- **Task prompt**: Your job is to write out each record exactly, leaving none out.

Source data:
= Beginning of Section =

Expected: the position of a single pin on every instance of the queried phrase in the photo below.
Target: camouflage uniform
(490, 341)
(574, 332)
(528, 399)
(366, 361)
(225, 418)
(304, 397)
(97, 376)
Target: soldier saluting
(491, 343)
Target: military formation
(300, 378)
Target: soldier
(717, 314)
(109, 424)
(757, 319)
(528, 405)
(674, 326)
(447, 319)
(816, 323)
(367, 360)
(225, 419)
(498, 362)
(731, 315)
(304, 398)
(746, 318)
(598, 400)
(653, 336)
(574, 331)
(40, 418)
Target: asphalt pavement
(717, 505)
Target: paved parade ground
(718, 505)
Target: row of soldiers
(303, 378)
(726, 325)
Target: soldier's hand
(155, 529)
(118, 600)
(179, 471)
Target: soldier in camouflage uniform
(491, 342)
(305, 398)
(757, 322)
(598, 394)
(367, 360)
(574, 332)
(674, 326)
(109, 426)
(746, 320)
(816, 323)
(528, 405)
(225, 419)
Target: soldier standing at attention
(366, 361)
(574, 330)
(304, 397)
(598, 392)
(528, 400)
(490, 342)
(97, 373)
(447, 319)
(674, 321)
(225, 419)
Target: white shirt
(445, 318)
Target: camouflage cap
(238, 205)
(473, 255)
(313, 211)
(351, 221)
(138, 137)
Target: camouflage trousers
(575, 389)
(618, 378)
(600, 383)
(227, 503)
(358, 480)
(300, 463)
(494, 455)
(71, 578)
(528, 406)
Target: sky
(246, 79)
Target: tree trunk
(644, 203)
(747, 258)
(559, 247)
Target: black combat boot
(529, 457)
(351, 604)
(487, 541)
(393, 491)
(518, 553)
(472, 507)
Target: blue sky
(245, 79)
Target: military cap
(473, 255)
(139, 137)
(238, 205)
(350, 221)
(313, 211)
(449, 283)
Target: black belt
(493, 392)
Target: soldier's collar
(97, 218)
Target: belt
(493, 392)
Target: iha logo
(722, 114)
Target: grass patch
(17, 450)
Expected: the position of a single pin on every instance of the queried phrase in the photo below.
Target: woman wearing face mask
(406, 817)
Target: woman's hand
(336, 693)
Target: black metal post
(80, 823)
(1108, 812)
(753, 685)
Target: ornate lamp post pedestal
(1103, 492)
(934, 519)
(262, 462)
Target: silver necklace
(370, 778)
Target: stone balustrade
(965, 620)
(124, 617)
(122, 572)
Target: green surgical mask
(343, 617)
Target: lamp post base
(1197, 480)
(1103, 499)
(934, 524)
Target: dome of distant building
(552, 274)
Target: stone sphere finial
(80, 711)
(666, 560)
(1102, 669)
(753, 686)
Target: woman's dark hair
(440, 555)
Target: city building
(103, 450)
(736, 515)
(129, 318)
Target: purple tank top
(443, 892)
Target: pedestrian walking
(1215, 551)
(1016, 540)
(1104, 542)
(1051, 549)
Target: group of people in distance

= End of Section =

- **Final answer**:
Expected: the position of a single pin on every instance of the queried phrase in the photo below.
Target: camouflage uniform
(490, 341)
(574, 332)
(528, 399)
(366, 361)
(225, 418)
(304, 397)
(97, 376)
Target: soldier saluting
(491, 343)
Target: military formation
(300, 378)
Target: soldier
(717, 314)
(109, 424)
(757, 319)
(528, 405)
(674, 326)
(447, 319)
(816, 323)
(367, 360)
(225, 419)
(498, 362)
(731, 315)
(304, 398)
(746, 318)
(598, 400)
(653, 336)
(574, 331)
(40, 418)
Target: asphalt pavement
(717, 505)
Target: paved parade ground
(718, 505)
Target: row of soldiers
(303, 378)
(726, 325)
Target: soldier's hand
(155, 529)
(118, 600)
(179, 471)
Target: soldier in camouflage uniform
(491, 342)
(305, 398)
(757, 322)
(598, 394)
(367, 360)
(574, 332)
(674, 326)
(109, 426)
(746, 320)
(816, 323)
(528, 405)
(225, 419)
Target: soldier standing at attention
(366, 361)
(574, 330)
(304, 397)
(598, 392)
(528, 400)
(490, 342)
(97, 373)
(447, 319)
(674, 321)
(225, 419)
Target: white shirt
(445, 318)
Target: camouflage cap
(238, 205)
(473, 255)
(313, 211)
(351, 221)
(138, 137)
Target: camouflage trousers
(575, 389)
(618, 378)
(600, 383)
(227, 503)
(358, 480)
(300, 463)
(494, 455)
(71, 578)
(528, 406)
Target: sky
(246, 79)
Target: tree trunk
(644, 203)
(747, 258)
(559, 247)
Target: black combat boot
(529, 457)
(351, 604)
(487, 541)
(393, 491)
(518, 553)
(472, 507)
Target: blue sky
(245, 79)
Target: military cap
(473, 255)
(139, 137)
(238, 205)
(350, 221)
(313, 211)
(449, 283)
Target: black belt
(493, 392)
Target: soldier's collar
(97, 218)
Target: belt
(493, 392)
Target: iha logo
(722, 114)
Target: grass patch
(17, 450)
Expected: the position of a single pin on every instance of the queried phrase in the photo below.
Target: woman wearing face mask
(406, 817)
Target: woman's hand
(336, 693)
Target: black metal post
(80, 823)
(1108, 812)
(753, 685)
Target: ornate lamp post pedestal
(1103, 492)
(934, 519)
(262, 462)
Target: silver necklace
(370, 778)
Target: stone balustrade
(965, 620)
(124, 617)
(122, 572)
Target: green surgical mask
(343, 617)
Target: lamp post base
(1197, 480)
(1103, 499)
(934, 524)
Target: dome of distant building
(552, 274)
Target: stone sphere finial
(80, 711)
(666, 560)
(1102, 669)
(753, 686)
Target: woman's dark hair
(440, 555)
Target: city building
(103, 450)
(736, 515)
(129, 318)
Target: purple tank top
(443, 892)
Target: pedestrian walking
(1215, 551)
(1016, 540)
(1104, 542)
(1051, 549)
Target: group of people in distance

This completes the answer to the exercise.